**Directions for this task**: Output every line of the material exactly, omitting images.
## START
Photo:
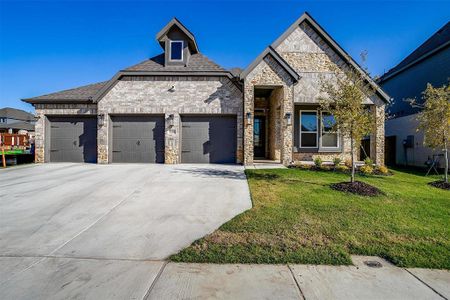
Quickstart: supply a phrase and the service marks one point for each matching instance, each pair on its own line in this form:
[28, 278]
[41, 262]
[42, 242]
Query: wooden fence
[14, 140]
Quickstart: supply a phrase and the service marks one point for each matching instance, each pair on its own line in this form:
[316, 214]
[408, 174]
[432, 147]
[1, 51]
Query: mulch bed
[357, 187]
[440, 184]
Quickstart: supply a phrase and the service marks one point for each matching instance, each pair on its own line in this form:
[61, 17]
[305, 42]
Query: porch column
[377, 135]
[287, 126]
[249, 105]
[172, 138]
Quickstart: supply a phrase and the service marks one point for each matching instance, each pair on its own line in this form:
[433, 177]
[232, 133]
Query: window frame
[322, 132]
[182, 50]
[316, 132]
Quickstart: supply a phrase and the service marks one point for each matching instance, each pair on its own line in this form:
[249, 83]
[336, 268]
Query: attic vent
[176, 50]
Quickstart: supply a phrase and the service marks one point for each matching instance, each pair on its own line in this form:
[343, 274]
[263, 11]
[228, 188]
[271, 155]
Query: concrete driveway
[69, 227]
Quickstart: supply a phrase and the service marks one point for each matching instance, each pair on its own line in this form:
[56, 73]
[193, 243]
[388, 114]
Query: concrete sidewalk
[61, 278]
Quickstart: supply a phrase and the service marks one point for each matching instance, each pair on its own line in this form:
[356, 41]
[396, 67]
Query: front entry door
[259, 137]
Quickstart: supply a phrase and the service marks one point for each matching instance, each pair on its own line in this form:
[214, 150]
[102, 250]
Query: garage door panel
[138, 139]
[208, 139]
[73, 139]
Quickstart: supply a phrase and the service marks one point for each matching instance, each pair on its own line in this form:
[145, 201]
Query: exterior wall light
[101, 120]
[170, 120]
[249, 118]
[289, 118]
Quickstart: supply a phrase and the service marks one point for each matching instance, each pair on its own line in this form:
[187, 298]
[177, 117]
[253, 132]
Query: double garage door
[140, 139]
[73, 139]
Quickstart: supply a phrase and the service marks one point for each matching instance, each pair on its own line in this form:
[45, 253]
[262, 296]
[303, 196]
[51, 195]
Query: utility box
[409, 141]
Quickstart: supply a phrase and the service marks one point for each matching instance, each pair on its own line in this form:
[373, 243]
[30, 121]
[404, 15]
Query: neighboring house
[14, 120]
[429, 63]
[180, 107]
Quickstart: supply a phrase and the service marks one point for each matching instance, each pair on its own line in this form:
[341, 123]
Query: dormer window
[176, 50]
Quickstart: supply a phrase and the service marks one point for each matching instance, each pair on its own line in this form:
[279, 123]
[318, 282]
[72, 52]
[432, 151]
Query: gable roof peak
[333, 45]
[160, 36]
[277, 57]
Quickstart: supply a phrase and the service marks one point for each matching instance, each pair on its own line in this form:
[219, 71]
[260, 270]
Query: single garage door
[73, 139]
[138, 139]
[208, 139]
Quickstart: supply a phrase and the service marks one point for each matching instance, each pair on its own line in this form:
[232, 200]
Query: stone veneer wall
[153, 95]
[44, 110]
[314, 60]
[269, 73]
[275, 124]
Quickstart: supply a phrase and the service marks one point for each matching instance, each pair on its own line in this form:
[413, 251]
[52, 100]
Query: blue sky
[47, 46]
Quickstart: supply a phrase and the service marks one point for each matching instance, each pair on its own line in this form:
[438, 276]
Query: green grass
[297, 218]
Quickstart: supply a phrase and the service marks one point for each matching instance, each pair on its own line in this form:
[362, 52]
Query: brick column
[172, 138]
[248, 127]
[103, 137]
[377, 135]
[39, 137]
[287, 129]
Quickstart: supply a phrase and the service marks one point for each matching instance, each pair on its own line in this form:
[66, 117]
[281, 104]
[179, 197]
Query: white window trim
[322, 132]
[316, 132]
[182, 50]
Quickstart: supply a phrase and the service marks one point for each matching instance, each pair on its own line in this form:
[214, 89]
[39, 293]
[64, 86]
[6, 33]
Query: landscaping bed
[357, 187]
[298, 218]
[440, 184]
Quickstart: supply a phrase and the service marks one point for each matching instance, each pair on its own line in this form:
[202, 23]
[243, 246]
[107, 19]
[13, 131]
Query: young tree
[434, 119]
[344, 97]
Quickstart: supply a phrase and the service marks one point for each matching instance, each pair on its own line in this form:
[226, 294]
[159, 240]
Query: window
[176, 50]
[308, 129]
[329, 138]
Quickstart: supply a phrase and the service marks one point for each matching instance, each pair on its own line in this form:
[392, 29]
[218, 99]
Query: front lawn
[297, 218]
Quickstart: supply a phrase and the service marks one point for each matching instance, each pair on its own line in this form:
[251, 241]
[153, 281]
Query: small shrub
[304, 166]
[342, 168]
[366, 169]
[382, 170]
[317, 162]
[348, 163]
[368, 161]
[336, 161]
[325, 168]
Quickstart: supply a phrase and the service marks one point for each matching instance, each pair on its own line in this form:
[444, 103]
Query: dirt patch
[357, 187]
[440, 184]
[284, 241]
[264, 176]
## END
**Answer below**:
Photo:
Quickstart: supply a phrase and the service marks one point for each matching instance, each pair on its own line in this form:
[28, 278]
[41, 262]
[42, 242]
Query: wooden fence
[14, 140]
Quickstart: supply a phrase and the service marks one point for each matching instance, each pair on its own line in this form:
[316, 214]
[408, 174]
[432, 147]
[1, 51]
Query: mulch bed
[357, 187]
[440, 184]
Quickstart: supply a phrase and the service marks one point for each matching instance, each pair on its own line in this form:
[61, 17]
[305, 42]
Query: porch column
[377, 135]
[287, 126]
[249, 105]
[172, 138]
Quickstart: supply a phrase and the service marks one point for each matching instance, each pair on its own line in this form:
[433, 177]
[232, 133]
Query: window frame
[322, 132]
[182, 50]
[316, 132]
Quickstart: supply a phrase and the service marks one point for each matching instance, each pair on its own line in this form:
[249, 83]
[336, 268]
Query: attic vent
[176, 50]
Quickstart: supply a phrase and the service marks one point for each matching instance, each pair on its own line in this form:
[343, 274]
[263, 11]
[228, 188]
[271, 155]
Query: concrete driveway
[69, 227]
Quickstart: supply a phrase and the service marks one point for each matching instance, each pair on its own line in this form:
[56, 73]
[193, 243]
[388, 114]
Query: concrete sidewalk
[61, 278]
Quickstart: supply a phrase and the service marks one point for each matching instance, each pair on its own line in this form:
[356, 41]
[396, 67]
Query: front entry door
[259, 137]
Quickstart: supply a phrase and the service marks one point for each matching instance, each pair on its own line in this form:
[214, 150]
[102, 250]
Query: garage door panel
[138, 139]
[208, 139]
[73, 139]
Quickstart: supply a phrase and the service marks one point for each matching instance, each pair on its own line in this form:
[145, 201]
Query: exterior wall light
[101, 120]
[170, 120]
[249, 118]
[289, 118]
Quickstart: supply a phrase and the service marks one point for each matching instance, each pair on its own line in this form:
[187, 298]
[177, 117]
[253, 132]
Query: double garage door
[140, 139]
[73, 139]
Quickstart: supply a phrase and the service marks one point for each matching instance, each pair on its own line in this form:
[45, 253]
[262, 296]
[303, 196]
[51, 195]
Query: utility box
[409, 141]
Quickstart: supply a phrase and the service marks one point for each matching instance, each pair on its own line in this form:
[373, 243]
[30, 121]
[404, 15]
Query: neighboring house
[14, 120]
[429, 63]
[180, 107]
Quickstart: supply a phrase and the service marks one point for each matching instance, each pair on its own line in this form:
[341, 123]
Query: dormer window
[176, 50]
Quickstart: supply a phrase and the service marks one point for each matching instance, each pair on its own line in this form:
[279, 123]
[318, 282]
[72, 52]
[432, 151]
Query: gable roof peak
[333, 45]
[160, 36]
[277, 57]
Quickstart: supply a phrase and the service marks one point for each matching instance, each pair on its own line in this form:
[219, 71]
[260, 270]
Query: single garage door
[73, 139]
[138, 139]
[208, 139]
Quickstart: supply a phrase and the service marks one point for each matching instance, each pair on its own line in this form:
[232, 200]
Query: stone veneer wall
[153, 95]
[44, 110]
[314, 60]
[269, 73]
[275, 124]
Quickstart: supply a phrase and the service marks one point for each matching instance, each pair on its own line in this form:
[413, 251]
[52, 100]
Query: blue sky
[47, 46]
Quickstart: supply a phrase and the service marks one point for each matching instance, each pair on its own line in this form:
[438, 276]
Query: green grass
[297, 218]
Quickstart: supply a phrase and the service marks one point for each matching instance, each pair on its own line in this form:
[362, 52]
Query: brick column
[172, 138]
[248, 127]
[103, 137]
[377, 135]
[39, 137]
[287, 129]
Quickstart: supply a phrase and the service marks one point for each matching instance, each pair on its own line in this form:
[66, 117]
[281, 104]
[179, 197]
Query: white window trim
[322, 132]
[316, 132]
[182, 50]
Quickstart: supply a phrase and the service marks one point for each matching instance, each pair on its own line in this form:
[214, 89]
[39, 293]
[64, 86]
[6, 33]
Query: landscaping bed
[357, 187]
[298, 218]
[440, 184]
Quickstart: supply a phrase and the service marks one point for each matching instance, each pair on its own line in this form:
[202, 23]
[243, 246]
[107, 19]
[13, 131]
Query: young tree
[434, 119]
[344, 97]
Quickstart: supply a phrase and the service marks one point for each matching instance, each pair on its own line in this form:
[226, 294]
[159, 240]
Query: window
[176, 50]
[308, 129]
[329, 138]
Quickstart: supply a phrase and the service marks one point for each matching instance, each pair on its own line in this form:
[392, 29]
[218, 99]
Query: front lawn
[297, 218]
Quickstart: supply a phrase and the service marks one point for each matching instance, each pair on its own line in this form:
[251, 241]
[153, 281]
Query: small shrub
[304, 166]
[342, 168]
[366, 169]
[382, 170]
[317, 162]
[348, 163]
[368, 161]
[336, 161]
[325, 168]
Quickstart: supply a phrase and the service marks one point for each matching instance, each pair on its own line in this form:
[444, 103]
Query: dirt patch
[357, 187]
[440, 184]
[284, 241]
[264, 176]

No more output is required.